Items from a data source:
━━━━━━━━━━━━━━━━━━━━━━━━━━━━━━

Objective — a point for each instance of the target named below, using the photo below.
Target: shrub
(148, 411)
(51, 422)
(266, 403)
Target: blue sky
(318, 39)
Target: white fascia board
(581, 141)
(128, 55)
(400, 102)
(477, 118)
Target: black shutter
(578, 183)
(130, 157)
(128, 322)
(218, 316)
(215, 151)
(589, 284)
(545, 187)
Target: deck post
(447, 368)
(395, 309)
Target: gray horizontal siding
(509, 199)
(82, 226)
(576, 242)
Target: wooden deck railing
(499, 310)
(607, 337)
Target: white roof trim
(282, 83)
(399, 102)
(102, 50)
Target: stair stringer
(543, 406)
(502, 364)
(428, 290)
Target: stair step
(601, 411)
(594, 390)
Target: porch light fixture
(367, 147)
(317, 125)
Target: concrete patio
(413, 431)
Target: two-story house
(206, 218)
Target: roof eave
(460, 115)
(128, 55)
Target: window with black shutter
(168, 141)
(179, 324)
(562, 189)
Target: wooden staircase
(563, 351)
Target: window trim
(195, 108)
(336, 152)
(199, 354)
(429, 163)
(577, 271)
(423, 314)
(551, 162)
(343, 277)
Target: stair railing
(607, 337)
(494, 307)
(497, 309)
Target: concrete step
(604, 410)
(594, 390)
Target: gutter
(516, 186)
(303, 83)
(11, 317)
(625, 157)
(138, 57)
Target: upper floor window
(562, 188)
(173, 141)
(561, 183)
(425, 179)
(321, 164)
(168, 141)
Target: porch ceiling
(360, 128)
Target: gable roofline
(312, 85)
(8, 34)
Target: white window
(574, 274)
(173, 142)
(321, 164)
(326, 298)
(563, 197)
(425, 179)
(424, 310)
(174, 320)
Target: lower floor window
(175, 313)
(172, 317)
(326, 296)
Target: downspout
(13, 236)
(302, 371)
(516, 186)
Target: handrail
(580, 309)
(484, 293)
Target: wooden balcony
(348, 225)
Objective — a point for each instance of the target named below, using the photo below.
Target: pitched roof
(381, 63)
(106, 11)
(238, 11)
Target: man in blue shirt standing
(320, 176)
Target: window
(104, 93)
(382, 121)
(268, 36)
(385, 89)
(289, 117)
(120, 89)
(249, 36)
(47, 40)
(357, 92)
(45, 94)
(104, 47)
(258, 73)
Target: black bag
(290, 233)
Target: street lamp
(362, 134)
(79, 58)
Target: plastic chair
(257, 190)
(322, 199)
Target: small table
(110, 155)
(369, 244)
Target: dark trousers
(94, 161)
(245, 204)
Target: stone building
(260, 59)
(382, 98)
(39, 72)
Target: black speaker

━━━━━━━━━━━━━━━━━━━━━━━━━━━━━━

**Your objective:**
Which lines run from the one containing "Target: window trim" to the final line of the entries? Return those lines exactly, and only those.

**Solved problem:**
Target: window trim
(195, 108)
(336, 152)
(199, 354)
(429, 163)
(577, 271)
(423, 314)
(551, 162)
(343, 277)
Target: stair railing
(607, 337)
(494, 307)
(497, 309)
Target: concrete step
(604, 410)
(594, 390)
Target: gutter
(516, 186)
(303, 83)
(11, 317)
(625, 157)
(138, 57)
Target: upper floor window
(562, 188)
(173, 141)
(561, 183)
(425, 179)
(321, 164)
(168, 141)
Target: porch ceiling
(360, 128)
Target: gable roofline
(312, 85)
(8, 34)
Target: white window
(574, 274)
(173, 142)
(321, 164)
(326, 298)
(563, 197)
(425, 179)
(424, 310)
(174, 320)
Target: lower floor window
(175, 313)
(172, 317)
(326, 296)
Target: downspout
(13, 236)
(302, 371)
(516, 186)
Target: handrail
(580, 309)
(484, 293)
Target: wooden balcony
(348, 225)
Objective — a point for each instance of the target named below, using the photo below.
Target: pitched roof
(381, 63)
(106, 11)
(238, 11)
Target: man in blue shirt standing
(320, 176)
Target: window
(104, 93)
(382, 121)
(268, 36)
(385, 89)
(289, 117)
(120, 89)
(249, 36)
(47, 40)
(357, 92)
(45, 94)
(104, 47)
(258, 73)
Target: black bag
(290, 233)
Target: street lamp
(362, 134)
(79, 58)
Target: plastic chair
(257, 190)
(322, 199)
Target: small table
(110, 155)
(369, 244)
Target: dark trousers
(94, 161)
(245, 204)
Target: stone building
(260, 59)
(382, 98)
(39, 72)
Target: black speaker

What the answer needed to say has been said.